START Data records

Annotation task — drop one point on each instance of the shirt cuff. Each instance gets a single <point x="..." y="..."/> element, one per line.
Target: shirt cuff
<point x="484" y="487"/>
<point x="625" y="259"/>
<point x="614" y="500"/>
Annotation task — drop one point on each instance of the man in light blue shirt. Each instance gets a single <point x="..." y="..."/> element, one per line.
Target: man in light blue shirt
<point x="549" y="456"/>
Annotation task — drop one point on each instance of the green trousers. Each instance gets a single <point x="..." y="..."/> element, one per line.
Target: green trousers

END Data records

Activity |
Retype all the material above precisely, with no line left out.

Reply to the exercise |
Annotation task — drop one point on each instance of the shirt cuff. Each instance gets a single <point x="..." y="..."/> element, one per line.
Target: shirt cuff
<point x="484" y="487"/>
<point x="625" y="259"/>
<point x="614" y="500"/>
Annotation task — drop one point on each instance of the man in light blue shirt. Each instance gets a single <point x="..." y="..."/> element, one per line.
Target: man in light blue shirt
<point x="549" y="456"/>
Annotation task — drop one point on each instance of the green trousers. Each instance gets a single <point x="..." y="..."/> element, one per line.
Target: green trousers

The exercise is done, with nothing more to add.